■ **Activity**:
The reply must contain all of the records, unchanged.

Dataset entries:
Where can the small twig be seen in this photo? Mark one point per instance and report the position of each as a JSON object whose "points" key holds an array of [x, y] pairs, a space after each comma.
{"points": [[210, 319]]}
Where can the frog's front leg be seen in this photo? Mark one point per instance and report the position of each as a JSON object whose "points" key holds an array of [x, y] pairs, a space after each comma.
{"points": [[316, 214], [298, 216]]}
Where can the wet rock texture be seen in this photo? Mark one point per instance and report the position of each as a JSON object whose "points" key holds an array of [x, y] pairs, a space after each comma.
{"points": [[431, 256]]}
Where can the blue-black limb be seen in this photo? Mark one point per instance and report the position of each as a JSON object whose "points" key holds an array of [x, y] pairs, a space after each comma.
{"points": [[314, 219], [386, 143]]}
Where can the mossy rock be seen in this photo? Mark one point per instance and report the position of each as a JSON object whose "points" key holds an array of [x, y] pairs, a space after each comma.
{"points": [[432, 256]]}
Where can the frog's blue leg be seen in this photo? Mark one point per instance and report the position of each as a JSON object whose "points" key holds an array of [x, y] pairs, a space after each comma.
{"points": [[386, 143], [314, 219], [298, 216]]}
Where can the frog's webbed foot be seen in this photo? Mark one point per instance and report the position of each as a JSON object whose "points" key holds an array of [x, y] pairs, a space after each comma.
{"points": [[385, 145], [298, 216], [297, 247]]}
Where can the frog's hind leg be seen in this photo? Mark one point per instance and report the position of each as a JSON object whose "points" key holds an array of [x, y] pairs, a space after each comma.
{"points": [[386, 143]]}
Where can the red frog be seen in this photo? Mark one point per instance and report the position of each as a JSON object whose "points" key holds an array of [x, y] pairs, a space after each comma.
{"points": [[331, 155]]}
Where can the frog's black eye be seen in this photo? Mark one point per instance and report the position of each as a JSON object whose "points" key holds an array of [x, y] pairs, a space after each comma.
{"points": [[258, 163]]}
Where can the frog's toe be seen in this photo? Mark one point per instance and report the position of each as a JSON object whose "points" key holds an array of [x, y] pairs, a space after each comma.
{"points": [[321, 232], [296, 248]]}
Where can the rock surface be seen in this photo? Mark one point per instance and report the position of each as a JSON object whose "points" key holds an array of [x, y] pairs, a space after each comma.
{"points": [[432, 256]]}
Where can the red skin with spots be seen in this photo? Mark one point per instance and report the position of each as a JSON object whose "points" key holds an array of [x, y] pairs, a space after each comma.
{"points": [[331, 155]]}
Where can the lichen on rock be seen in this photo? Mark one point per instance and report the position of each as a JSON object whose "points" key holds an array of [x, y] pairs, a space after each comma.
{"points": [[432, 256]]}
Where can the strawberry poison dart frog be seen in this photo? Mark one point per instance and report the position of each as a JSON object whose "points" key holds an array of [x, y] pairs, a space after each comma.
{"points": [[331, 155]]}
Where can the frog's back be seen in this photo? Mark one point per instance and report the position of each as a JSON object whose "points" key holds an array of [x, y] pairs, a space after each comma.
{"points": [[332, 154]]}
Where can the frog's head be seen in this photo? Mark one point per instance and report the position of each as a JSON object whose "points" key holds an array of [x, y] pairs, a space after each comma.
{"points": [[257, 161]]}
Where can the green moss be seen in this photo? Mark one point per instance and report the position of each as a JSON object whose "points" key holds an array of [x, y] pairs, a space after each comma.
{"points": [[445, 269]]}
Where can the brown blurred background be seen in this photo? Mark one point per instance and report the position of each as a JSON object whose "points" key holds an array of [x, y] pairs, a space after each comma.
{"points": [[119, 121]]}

■ **Solution**:
Where can the small twig be seen in this photo? Mark one point per instance and report the position of each as a JSON object whose "points" key holds an array of [x, y] pairs, a space after each comma.
{"points": [[210, 319]]}
Where can the frog's front leg be seen in this photo? Mark one point per instance and report the position of each as a JSON object whose "points" key holds an array of [x, y] pairs, a space after each comma.
{"points": [[316, 214], [298, 216]]}
Where can the wet rock texture be seen in this photo? Mark one point per instance and report the position of each as a JSON object whose "points" key holds an array of [x, y] pairs, a space after each comma.
{"points": [[431, 256]]}
Where can the blue-black limb be seen in this photo? Mark one point per instance and report the position of each as a JSON object whose "points" key holds an array of [x, y] pairs, a space after each comma.
{"points": [[314, 219], [386, 143]]}
Where can the mossy rock be seen in this photo? Mark one point per instance and report the position of each as a JSON object whose "points" key holds an array of [x, y] pairs, a space after each comma.
{"points": [[432, 256]]}
Where can the frog's blue leg be seen in this photo? Mark one point per instance and report the position of each as a JSON object whose "points" key holds an array of [x, y] pairs, a space after each comma.
{"points": [[386, 143], [314, 219], [298, 216]]}
Where can the frog's webbed foot be seen in this photo? Mark one point per instance and report the position of each as a JSON object whose "points" key holds an array of [x, y] pairs, a space after each comma.
{"points": [[385, 145], [298, 216], [297, 247]]}
Where can the frog's hind leg be seen in this photo? Mark one point per instance and report the position of each as a JSON object whose "points" key holds an array of [x, y] pairs, a space after each comma.
{"points": [[386, 143]]}
Where can the red frog be seen in this photo? Mark one point per instance and report the position of each as a JSON object whose "points" key holds an array of [x, y] pairs, a space after each comma.
{"points": [[331, 155]]}
Where can the frog's black eye be seen in this photo? Mark one point per instance and report the position of each as a JSON object whose "points" key holds an array of [x, y] pairs, a space after each comma.
{"points": [[258, 163]]}
Where can the frog's toe be seen in this photo? Mark one point per instance and report the position of each as a JSON object whose "points" key holds an array of [x, y] pairs, a space after each comma.
{"points": [[321, 232], [296, 248]]}
Where can the rock surface be seen in this photo? Mark one point per instance and report the position of each as a JSON object whose "points" key holds an array of [x, y] pairs, a space after each comma.
{"points": [[432, 256]]}
Where can the red skin with spots be seen in this photo? Mark one point per instance and report the position of each as a JSON object whose "points" key holds an array of [x, y] pairs, a space after each comma.
{"points": [[331, 155]]}
Where can the lichen on rock be seen in this photo? Mark one point per instance and report the position of each as a JSON object whose "points" key holds an array of [x, y] pairs, a space after each comma.
{"points": [[432, 256]]}
Where can the strawberry poison dart frog be seen in this photo? Mark one point per instance and report the position of each as a JSON object whose "points" key holds an array of [x, y] pairs, a space after each comma.
{"points": [[331, 155]]}
Where can the frog's back be seen in this photo? Mark one point per instance and report the position of each as a JSON object whose "points" key holds an array of [x, y] pairs, a space after each comma.
{"points": [[332, 154]]}
Where can the frog's head be seen in this photo? Mark one point per instance and report the position of each as a JSON object whose "points" key holds an array of [x, y] pairs, a space after each comma.
{"points": [[257, 161]]}
Where can the green moss be seen in this photo? Mark one point per instance and report the position of each as a JSON object whose "points" key holds an array of [x, y] pairs, a space after each comma.
{"points": [[445, 269]]}
Where can the brown blurred background be seen in this photo? Mark one point per instance and report the position of each as a JSON object whose "points" key holds an array of [x, y] pairs, a space after each comma.
{"points": [[119, 121]]}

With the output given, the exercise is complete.